→ **Problem details**
Output only the lines from the one holding "Place a point on every instance of the white" to the end of the data below, please, copied exactly.

── Input material

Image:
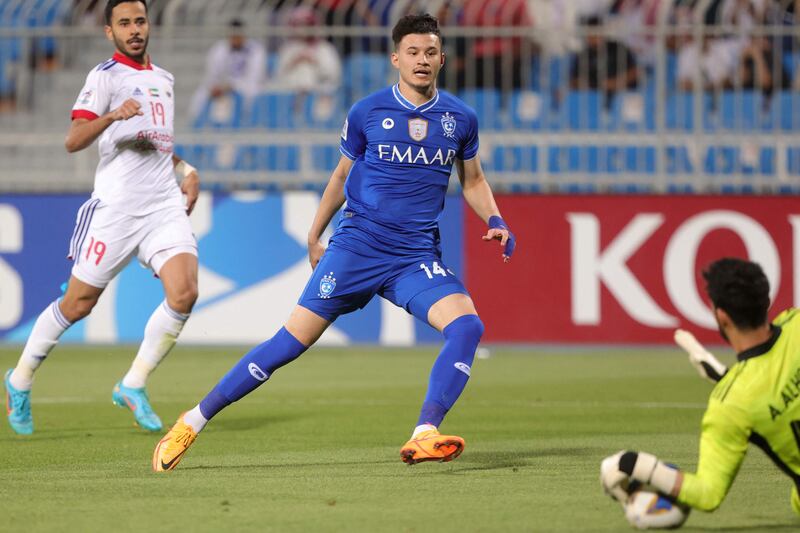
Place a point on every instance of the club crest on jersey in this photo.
(448, 125)
(418, 128)
(86, 97)
(326, 285)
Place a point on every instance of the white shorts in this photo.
(104, 241)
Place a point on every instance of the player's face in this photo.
(129, 29)
(419, 59)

────

→ **Output for this exercise**
Place a point on every instance of the white shorts in this photo.
(104, 241)
Place a point on every instance of the player's face in this photo.
(129, 29)
(419, 59)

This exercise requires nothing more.